» **SET PROBLEM**
Can you write out this listing again with every "pebble" swapped for "stone", leaving everything else the same and omitting the pictures?

.....

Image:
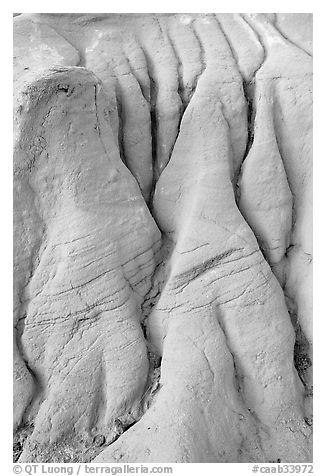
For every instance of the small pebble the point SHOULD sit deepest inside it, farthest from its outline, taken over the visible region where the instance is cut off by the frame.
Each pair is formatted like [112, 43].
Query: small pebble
[99, 440]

.....

» **WRITTEN ANSWER**
Image:
For every instance of the small stone the point SHOULD sit deepest inside it, farthest from its outline, taken over the visible region where the instance is cut off by the frame.
Each pair is formatted like [112, 43].
Query: small stone
[99, 440]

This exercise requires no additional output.